Information provided:
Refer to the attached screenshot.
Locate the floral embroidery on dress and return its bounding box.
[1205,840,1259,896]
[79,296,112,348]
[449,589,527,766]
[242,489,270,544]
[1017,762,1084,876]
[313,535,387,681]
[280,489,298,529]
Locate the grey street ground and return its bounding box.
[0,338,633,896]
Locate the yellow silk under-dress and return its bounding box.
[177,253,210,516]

Written task: Rewrite the lines above, replacing "Locate" with "Find" wherever it appears and keeping everything else the same.

Answer to the problem:
Refer to the attached screenshot.
Find the floral embroidery on dress and return its bounding box.
[1205,840,1259,896]
[79,296,112,348]
[449,589,527,766]
[242,489,270,544]
[1017,762,1084,876]
[313,535,387,681]
[280,489,298,529]
Find the grey street ground and return its bounding box.
[0,338,633,896]
Find the yellow silk under-dress and return its bounding box.
[177,253,210,516]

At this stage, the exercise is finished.